▶ _CONSIGNE_
Réécrivez le passage de la critique du film qui commence par les mots contenant « Je dois dire » et se termine par « face à la mort. », en remplaçant « flash-back » par « retour en arrière ».

▶ _DOCUMENT_
********************

Mettons immédiatement les pieds dans le plat, puisque j'ai entendu ça et là qu'un mystère était censé planer sur la bande-annonce du film : la nouvelle amie évoquée par le titre est un homme. Le film entend donc traiter de la question du travestissement, voire de la transsexualité. Ce n'est pas réellement étonnant pour un cinéaste de la trempe de François Ozon, amateur de sujets polémiques, sensibles, dérangeants. Cela posé, un sujet, pour complexe qu'il soit, ne fait pas un film. Alors quel regard l’œuvre pose-t-elle sur la question du genre ?

Je dois dire que la première chose qui m'a étonné, jusqu'à me sortir du film parfois, c'est le mélange des genres. On trouve dans le film des moments de comédie ostensiblement kitchs, proches de la comédie de boulevard, à côté de questionnements lourds. Ce choix est loin d'être un mal en soi, mais j'ai trouvé que le film manquait de subtilité dans les deux registres. Les moments comiques jouent sur des ficelles franchement usées (quiproquos, côté efféminé du personnage...) et les dramatiques sont bien trop insistants pour me toucher, avec une mention spéciale au flash-back qui ouvre le film, particulièrement mièvre, qui tranche avec la première image qui met face à la mort.

********************

▶ _INFORMATIONS EXTRAITES_
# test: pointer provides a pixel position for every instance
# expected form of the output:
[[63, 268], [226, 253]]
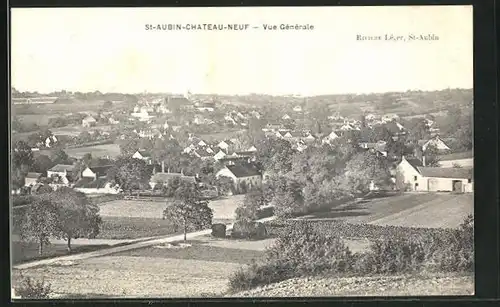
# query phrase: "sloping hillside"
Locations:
[[425, 285]]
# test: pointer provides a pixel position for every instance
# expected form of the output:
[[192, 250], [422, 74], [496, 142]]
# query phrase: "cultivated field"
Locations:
[[223, 208], [410, 209], [425, 285], [42, 110], [112, 150], [201, 268]]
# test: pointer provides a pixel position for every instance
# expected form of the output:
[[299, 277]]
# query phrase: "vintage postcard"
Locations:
[[241, 152]]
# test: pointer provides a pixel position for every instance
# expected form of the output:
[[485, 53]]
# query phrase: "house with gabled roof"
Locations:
[[32, 179], [61, 170], [246, 176], [143, 155], [413, 175], [436, 142], [202, 154]]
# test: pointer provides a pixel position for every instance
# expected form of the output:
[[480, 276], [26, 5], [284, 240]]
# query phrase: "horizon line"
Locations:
[[244, 94]]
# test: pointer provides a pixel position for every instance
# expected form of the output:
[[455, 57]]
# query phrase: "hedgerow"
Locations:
[[310, 248]]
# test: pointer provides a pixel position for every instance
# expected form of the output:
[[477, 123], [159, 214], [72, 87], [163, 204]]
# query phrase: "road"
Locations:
[[145, 242]]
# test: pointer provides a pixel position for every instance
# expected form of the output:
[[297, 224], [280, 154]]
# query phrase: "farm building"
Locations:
[[463, 159], [165, 178], [244, 175], [96, 172], [412, 175], [437, 142], [31, 179], [219, 155], [61, 170], [89, 121], [329, 138], [143, 155]]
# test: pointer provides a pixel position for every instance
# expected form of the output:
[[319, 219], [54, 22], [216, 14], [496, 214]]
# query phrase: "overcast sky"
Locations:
[[109, 50]]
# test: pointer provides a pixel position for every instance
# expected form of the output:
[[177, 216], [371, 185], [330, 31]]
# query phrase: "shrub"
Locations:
[[260, 274], [219, 230], [392, 256], [33, 289], [309, 251], [243, 230]]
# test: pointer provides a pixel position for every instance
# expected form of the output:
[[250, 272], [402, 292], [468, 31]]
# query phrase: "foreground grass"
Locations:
[[199, 250], [395, 285], [23, 251]]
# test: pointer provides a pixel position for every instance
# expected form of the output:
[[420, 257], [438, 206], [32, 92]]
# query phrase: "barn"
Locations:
[[411, 175]]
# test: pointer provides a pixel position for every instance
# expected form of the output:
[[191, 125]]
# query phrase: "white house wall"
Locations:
[[469, 162], [444, 184]]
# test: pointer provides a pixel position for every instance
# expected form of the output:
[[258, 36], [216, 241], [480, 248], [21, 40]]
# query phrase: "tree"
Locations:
[[188, 210], [364, 169], [42, 163], [288, 199], [431, 154], [275, 155], [60, 157], [248, 210], [77, 215], [40, 222], [22, 155], [129, 173], [224, 185]]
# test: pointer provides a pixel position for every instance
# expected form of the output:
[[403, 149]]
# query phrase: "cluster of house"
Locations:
[[91, 119]]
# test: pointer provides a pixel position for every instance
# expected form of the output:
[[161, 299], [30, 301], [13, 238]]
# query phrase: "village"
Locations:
[[236, 155]]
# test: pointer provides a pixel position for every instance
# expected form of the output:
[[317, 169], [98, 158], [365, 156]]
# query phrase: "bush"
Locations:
[[219, 230], [389, 257], [33, 289], [260, 274], [243, 230], [311, 248]]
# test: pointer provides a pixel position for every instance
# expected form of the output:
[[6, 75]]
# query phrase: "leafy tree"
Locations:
[[129, 173], [42, 164], [40, 222], [77, 215], [60, 157], [431, 154], [224, 185], [288, 198], [188, 210], [275, 155], [362, 170], [22, 155], [128, 146]]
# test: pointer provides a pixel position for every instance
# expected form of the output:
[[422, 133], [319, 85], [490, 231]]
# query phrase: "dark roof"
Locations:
[[165, 177], [416, 163], [34, 175], [243, 170], [440, 172], [245, 153], [82, 183], [145, 153], [203, 153], [178, 101], [62, 168], [457, 156], [100, 171]]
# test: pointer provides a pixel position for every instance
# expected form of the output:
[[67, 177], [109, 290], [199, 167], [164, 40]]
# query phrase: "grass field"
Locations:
[[411, 210], [223, 208], [113, 150], [128, 276], [57, 108]]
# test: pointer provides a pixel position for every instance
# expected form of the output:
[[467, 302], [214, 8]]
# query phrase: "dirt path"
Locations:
[[103, 252]]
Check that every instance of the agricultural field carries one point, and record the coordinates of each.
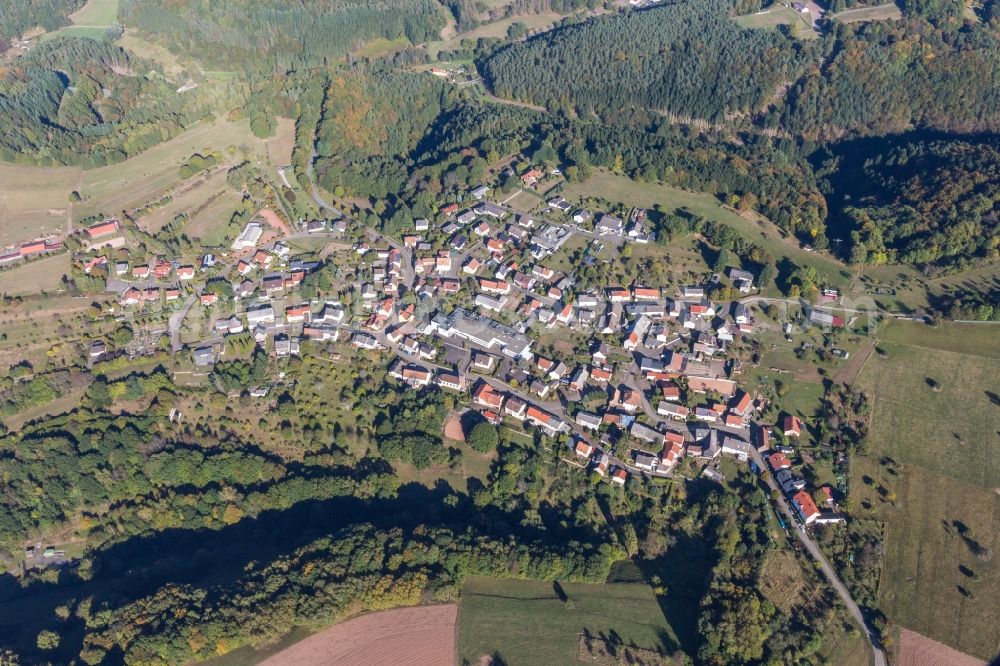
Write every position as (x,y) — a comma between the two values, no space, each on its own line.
(279,147)
(420,635)
(135,43)
(497,29)
(538,622)
(199,194)
(36,276)
(91,20)
(932,476)
(886,12)
(96,13)
(209,224)
(34,201)
(141,179)
(382,47)
(778,15)
(633,193)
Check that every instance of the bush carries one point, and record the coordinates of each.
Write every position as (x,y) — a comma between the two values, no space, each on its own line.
(484,437)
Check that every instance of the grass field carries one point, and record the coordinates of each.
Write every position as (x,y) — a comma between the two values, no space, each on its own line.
(96,12)
(382,46)
(627,191)
(889,11)
(279,148)
(142,178)
(499,28)
(34,201)
(951,431)
(933,476)
(777,15)
(209,224)
(137,44)
(35,276)
(202,194)
(526,622)
(91,20)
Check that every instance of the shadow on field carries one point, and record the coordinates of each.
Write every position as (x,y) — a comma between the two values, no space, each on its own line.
(138,567)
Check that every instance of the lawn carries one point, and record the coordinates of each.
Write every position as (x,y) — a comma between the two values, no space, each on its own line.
(526,622)
(633,193)
(932,475)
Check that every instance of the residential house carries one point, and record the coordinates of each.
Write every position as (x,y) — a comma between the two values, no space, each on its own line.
(806,507)
(588,420)
(736,447)
(203,356)
(609,225)
(670,410)
(451,380)
(647,462)
(619,476)
(791,426)
(644,433)
(601,461)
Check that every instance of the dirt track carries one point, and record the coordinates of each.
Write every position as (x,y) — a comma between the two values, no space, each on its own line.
(422,635)
(918,650)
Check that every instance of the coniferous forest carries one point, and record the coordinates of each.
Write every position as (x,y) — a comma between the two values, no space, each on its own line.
(18,17)
(250,34)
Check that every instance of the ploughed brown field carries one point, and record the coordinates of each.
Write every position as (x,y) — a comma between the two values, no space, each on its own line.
(420,635)
(918,650)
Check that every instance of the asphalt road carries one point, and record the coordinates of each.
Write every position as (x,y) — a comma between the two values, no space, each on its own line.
(824,564)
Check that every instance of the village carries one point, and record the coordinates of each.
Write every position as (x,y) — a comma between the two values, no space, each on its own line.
(461,303)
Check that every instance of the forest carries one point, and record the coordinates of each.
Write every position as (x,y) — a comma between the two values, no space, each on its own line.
(886,77)
(686,59)
(74,101)
(929,201)
(16,18)
(371,122)
(254,34)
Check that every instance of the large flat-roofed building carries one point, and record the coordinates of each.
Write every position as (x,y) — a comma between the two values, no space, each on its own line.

********************

▶ _EXERCICE TERMINÉ_
Je dois dire que la première chose qui m'a étonné, jusqu'à me sortir du film parfois, c'est le mélange des genres. On trouve dans le film des moments de comédie ostensiblement kitchs, proches de la comédie de boulevard, à côté de questionnements lourds. Ce choix est loin d'être un mal en soi, mais j'ai trouvé que le film manquait de subtilité dans les deux registres. Les moments comiques jouent sur des ficelles franchement usées (quiproquos, côté efféminé du personnage...) et les dramatiques sont bien trop insistants pour me toucher, avec une mention spéciale au retour en arrière qui ouvre le film, particulièrement mièvre, qui tranche avec la première image qui met face à la mort.